___ DATASET CONTENT

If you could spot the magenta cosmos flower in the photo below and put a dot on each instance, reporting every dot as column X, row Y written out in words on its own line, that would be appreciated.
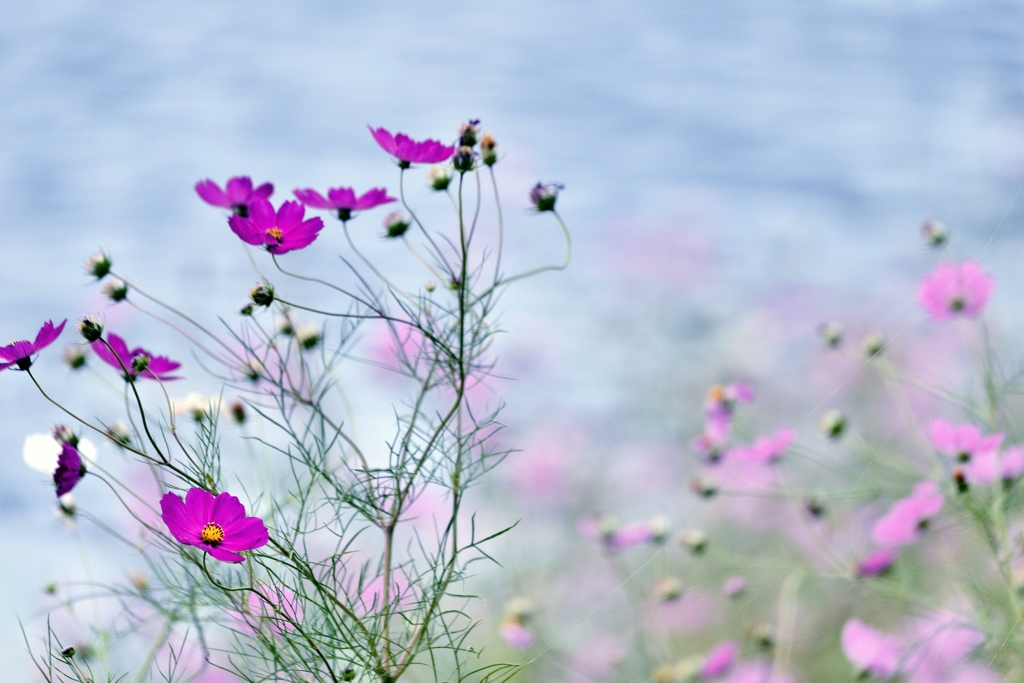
column 134, row 363
column 408, row 151
column 955, row 290
column 767, row 450
column 344, row 201
column 236, row 196
column 216, row 525
column 19, row 352
column 281, row 231
column 70, row 469
column 870, row 651
column 908, row 516
column 962, row 441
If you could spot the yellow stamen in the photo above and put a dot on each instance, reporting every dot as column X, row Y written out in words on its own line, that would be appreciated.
column 212, row 534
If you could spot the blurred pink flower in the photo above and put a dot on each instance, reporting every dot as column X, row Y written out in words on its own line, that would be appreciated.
column 720, row 659
column 878, row 562
column 962, row 441
column 870, row 651
column 955, row 290
column 905, row 519
column 517, row 636
column 767, row 449
column 943, row 645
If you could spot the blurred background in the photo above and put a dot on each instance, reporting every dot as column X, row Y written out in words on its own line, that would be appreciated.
column 735, row 173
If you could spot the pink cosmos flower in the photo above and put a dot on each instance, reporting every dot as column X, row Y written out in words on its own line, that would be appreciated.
column 135, row 363
column 720, row 659
column 408, row 151
column 70, row 469
column 216, row 525
column 989, row 466
column 962, row 441
column 955, row 290
column 343, row 200
column 870, row 651
column 767, row 449
column 517, row 636
column 281, row 231
column 236, row 196
column 905, row 519
column 878, row 562
column 19, row 352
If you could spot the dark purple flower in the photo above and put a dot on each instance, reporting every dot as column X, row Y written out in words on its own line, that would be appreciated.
column 19, row 352
column 281, row 231
column 408, row 151
column 236, row 196
column 343, row 200
column 70, row 469
column 217, row 525
column 878, row 562
column 134, row 363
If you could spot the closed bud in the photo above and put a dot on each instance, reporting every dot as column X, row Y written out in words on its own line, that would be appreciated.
column 872, row 344
column 239, row 412
column 116, row 291
column 395, row 224
column 544, row 196
column 468, row 133
column 262, row 295
column 139, row 364
column 91, row 328
column 98, row 265
column 439, row 178
column 693, row 539
column 488, row 150
column 833, row 424
column 464, row 160
column 936, row 233
column 74, row 356
column 832, row 334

______

EXERCISE.
Pictures are not part of the copy; reproduce everything else in the records exactly.

ANSWER SECTION.
If you could spot the magenta cosmos flower in the photo below and put a dot on each instance, reporting every dot as column X, row Y written out in words on its own line, that would be appreciated.
column 134, row 363
column 408, row 151
column 955, row 290
column 767, row 450
column 344, row 201
column 236, row 196
column 216, row 525
column 19, row 352
column 281, row 231
column 70, row 469
column 870, row 651
column 908, row 516
column 962, row 441
If you could spot the yellow stamen in the photo above and put a dot on each instance, reporting every dot as column X, row Y written out in words on its own line, that would be appreciated.
column 212, row 534
If you could spot the blurred pink flower in the photo above and put a dot on each instance, reporting every dot as column X, row Y written out in words on its own line, that would be appreciated.
column 720, row 659
column 878, row 562
column 962, row 441
column 870, row 651
column 955, row 290
column 905, row 519
column 517, row 636
column 767, row 449
column 943, row 645
If you could spot the blurred background in the photo above and put a dot on each instance, reporting every dot as column X, row Y written out in words on its own line, that would be appreciated.
column 735, row 173
If you could spot the pink cosmos flower in the photo above and put a dot on each instance, reporting every dot as column X, row Y written out in words on its own line, that would be appreciated.
column 135, row 363
column 720, row 659
column 408, row 151
column 70, row 469
column 216, row 525
column 989, row 466
column 962, row 441
column 955, row 290
column 343, row 200
column 870, row 651
column 767, row 449
column 517, row 636
column 281, row 231
column 236, row 196
column 905, row 519
column 878, row 562
column 19, row 352
If you could spot the dark purple flower in the photo above and put a dot on each instance, reporting every dot as column X, row Y written out in words on its own line, that would be appreciated.
column 19, row 352
column 281, row 231
column 408, row 151
column 236, row 196
column 343, row 200
column 70, row 469
column 217, row 525
column 878, row 562
column 134, row 363
If you could spot the closed bud in the photo above and put a dot on each instance, reporting every dot as column X, row Y written out in words on its own line, that would be appreciated.
column 872, row 344
column 239, row 412
column 116, row 291
column 395, row 224
column 544, row 196
column 468, row 133
column 262, row 295
column 139, row 364
column 91, row 328
column 98, row 265
column 439, row 178
column 693, row 539
column 488, row 150
column 833, row 424
column 464, row 160
column 936, row 233
column 74, row 356
column 832, row 334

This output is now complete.